Copy all of the following data line for line, without changing anything.
· · · · · · ·
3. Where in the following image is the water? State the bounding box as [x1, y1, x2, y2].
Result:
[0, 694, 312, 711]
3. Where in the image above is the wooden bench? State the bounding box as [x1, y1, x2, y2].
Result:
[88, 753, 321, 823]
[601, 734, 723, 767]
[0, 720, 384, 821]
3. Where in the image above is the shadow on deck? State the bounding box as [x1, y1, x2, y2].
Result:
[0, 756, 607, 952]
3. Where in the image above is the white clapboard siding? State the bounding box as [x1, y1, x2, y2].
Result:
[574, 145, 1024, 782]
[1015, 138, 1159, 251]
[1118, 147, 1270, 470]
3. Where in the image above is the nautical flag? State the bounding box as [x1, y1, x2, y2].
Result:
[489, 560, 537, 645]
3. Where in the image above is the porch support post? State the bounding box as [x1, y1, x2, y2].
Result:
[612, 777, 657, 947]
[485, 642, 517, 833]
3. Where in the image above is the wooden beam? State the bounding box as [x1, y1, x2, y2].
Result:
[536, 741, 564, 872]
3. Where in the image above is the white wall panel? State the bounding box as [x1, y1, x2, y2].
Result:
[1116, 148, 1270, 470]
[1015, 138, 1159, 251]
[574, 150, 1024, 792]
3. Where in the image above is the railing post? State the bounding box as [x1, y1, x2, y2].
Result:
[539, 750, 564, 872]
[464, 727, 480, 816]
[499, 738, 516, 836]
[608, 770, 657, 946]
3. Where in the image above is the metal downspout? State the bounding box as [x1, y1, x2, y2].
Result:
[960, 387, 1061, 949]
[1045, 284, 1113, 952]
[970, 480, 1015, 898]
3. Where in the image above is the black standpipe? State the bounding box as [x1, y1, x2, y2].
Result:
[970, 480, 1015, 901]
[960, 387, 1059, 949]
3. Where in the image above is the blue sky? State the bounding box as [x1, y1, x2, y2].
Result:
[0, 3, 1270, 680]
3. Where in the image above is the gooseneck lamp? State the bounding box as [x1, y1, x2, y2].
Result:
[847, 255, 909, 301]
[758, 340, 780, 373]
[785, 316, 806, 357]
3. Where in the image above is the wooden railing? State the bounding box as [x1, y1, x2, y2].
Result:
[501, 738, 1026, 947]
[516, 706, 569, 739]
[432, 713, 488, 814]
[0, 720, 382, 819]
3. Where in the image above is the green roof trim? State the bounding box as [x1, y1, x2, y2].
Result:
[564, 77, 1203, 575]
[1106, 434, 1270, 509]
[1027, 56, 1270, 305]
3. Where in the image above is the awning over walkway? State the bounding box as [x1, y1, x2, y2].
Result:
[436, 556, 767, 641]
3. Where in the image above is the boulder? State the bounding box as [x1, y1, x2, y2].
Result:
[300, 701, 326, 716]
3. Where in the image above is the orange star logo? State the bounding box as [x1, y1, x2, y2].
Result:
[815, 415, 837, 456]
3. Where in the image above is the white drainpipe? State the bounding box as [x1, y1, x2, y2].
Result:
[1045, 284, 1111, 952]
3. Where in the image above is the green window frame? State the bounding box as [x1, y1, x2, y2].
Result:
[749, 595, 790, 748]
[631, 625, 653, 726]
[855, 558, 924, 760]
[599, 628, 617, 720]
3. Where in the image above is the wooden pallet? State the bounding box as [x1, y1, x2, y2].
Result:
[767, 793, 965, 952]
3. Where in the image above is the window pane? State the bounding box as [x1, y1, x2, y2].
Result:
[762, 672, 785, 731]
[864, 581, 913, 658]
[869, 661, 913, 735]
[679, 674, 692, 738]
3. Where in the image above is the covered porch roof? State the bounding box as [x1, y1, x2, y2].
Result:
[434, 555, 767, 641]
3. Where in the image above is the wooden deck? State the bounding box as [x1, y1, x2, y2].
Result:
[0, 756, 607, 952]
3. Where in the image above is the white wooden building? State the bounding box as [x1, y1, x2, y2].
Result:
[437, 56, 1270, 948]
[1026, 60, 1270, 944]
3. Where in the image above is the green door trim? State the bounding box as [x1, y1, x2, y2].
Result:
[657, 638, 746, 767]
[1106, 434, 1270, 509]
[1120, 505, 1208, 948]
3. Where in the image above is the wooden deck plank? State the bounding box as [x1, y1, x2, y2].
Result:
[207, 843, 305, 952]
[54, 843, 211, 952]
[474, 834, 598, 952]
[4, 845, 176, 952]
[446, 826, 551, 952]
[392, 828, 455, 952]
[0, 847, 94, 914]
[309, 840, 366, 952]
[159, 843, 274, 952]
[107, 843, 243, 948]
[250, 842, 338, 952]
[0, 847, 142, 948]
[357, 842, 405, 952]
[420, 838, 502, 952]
· · · · · · ·
## Written response
3. Where in the following image is the water? State the bounding box as [x1, y1, x2, y2].
Result:
[0, 694, 312, 711]
3. Where in the image above is the wooden bench? State the bounding box as [x1, y1, x2, y2].
Result:
[88, 753, 321, 823]
[601, 734, 723, 767]
[0, 720, 384, 821]
3. Where in the image above is the shadow on deck? State the bounding box as [x1, y1, x2, y2].
Result:
[0, 756, 607, 952]
3. Where in the image above is the white clapboard siding? State the bounding box as [x1, y1, x2, y2].
Result:
[574, 145, 1024, 782]
[1015, 138, 1159, 251]
[1118, 147, 1270, 470]
3. Where in the image above is the nautical flag? State the bounding box as [x1, y1, x2, y2].
Result:
[489, 560, 537, 645]
3. Where in the image above is the porch support post? State the bounding box as [x1, y1, x2, y2].
Result:
[612, 777, 657, 947]
[485, 642, 517, 833]
3. Where in the image above is the wooden beam? State the bounding box as [x1, y1, x2, y2].
Result:
[536, 741, 564, 872]
3. Where in the image above is the white wall panel? State the bounding box as [x1, y1, x2, y2].
Result:
[1116, 148, 1270, 470]
[1015, 138, 1159, 251]
[574, 150, 1024, 792]
3. Where in the image above is the railing post? State the bounding box as [x1, y1, x2, y2].
Result:
[539, 750, 564, 872]
[464, 727, 480, 816]
[499, 738, 516, 836]
[608, 770, 657, 946]
3. Where in the image above is the metal downspout? State the bounding box as [x1, y1, x2, y2].
Result:
[960, 387, 1061, 949]
[1045, 284, 1113, 952]
[970, 480, 1015, 898]
3. Where in the image above is the black standpipe? State the bounding box as [x1, y1, x2, y2].
Result:
[970, 480, 1015, 901]
[960, 387, 1059, 949]
3. Where in the image above is the blue sky? State the bounding box as [x1, y1, x2, y2].
Result:
[0, 3, 1270, 680]
3. Where in the image above is the gooseneck lamp? State the bounding box as [x1, y1, x2, y2].
Result:
[847, 255, 909, 301]
[758, 340, 780, 373]
[785, 316, 806, 357]
3. Where in the image above is the wooden railing? State the bounding box as [x1, y1, x2, y2].
Result:
[501, 738, 1026, 947]
[516, 706, 569, 739]
[432, 713, 488, 814]
[0, 720, 382, 819]
3. Where in the image above is the green roof trim? State the bounding box as [x1, y1, x2, y2].
Result:
[564, 77, 1203, 575]
[1106, 434, 1270, 509]
[1027, 56, 1270, 305]
3. Where in the image above is the awning over walkway? State the bounding box as [x1, y1, x2, y2].
Result:
[436, 556, 767, 641]
3. Where in the image above is the boulder? State the bounding box as [x1, y1, x2, y2].
Result:
[300, 701, 326, 716]
3. Where in the image above is the orange star logo? State the bounding box as [x1, y1, x2, y2].
Result:
[815, 415, 837, 456]
3. Where in the image above is the white drainpipe? State the bounding box as [x1, y1, x2, y2].
Result:
[1045, 284, 1111, 952]
3. Where in the image above is the green window frame? State the bounding box as [x1, y1, x2, y2].
Result:
[749, 595, 790, 748]
[631, 625, 653, 726]
[855, 558, 924, 760]
[599, 628, 617, 720]
3. Where in the image above is the wooden pallet? State the bounding box as [x1, y1, x2, y2].
Result:
[767, 793, 965, 952]
3. Where in the image above is the window pane? State the bounding box as [x1, y1, x2, y2].
Result:
[762, 672, 785, 731]
[864, 581, 913, 658]
[869, 661, 913, 735]
[679, 674, 692, 738]
3. Where in the image above is the covered porch roof? State the bounding box as [x1, y1, x2, y2].
Result:
[434, 555, 767, 641]
3. Where in the image above is the wooden deck? State the bounding box as [x1, y1, x2, y2].
Result:
[0, 756, 607, 952]
3. Where in the image above is the white wooden building? State the bounding box as [x1, y1, x2, y2].
Result:
[437, 56, 1270, 948]
[1026, 60, 1270, 944]
3. Where in the image above is the green door trim? State the bounding box as [x1, y1, x2, y2].
Result:
[657, 638, 746, 767]
[1106, 434, 1270, 509]
[1120, 505, 1208, 948]
3. Where in the image above is the wooden deck plank? State the bounding box as [x1, y1, x2, y2].
Result:
[207, 843, 305, 952]
[54, 843, 211, 952]
[474, 834, 598, 952]
[4, 845, 176, 952]
[446, 826, 551, 952]
[392, 828, 455, 952]
[0, 847, 94, 914]
[309, 840, 366, 952]
[159, 843, 274, 952]
[107, 843, 243, 948]
[250, 842, 338, 952]
[0, 847, 142, 948]
[357, 842, 405, 952]
[420, 838, 502, 952]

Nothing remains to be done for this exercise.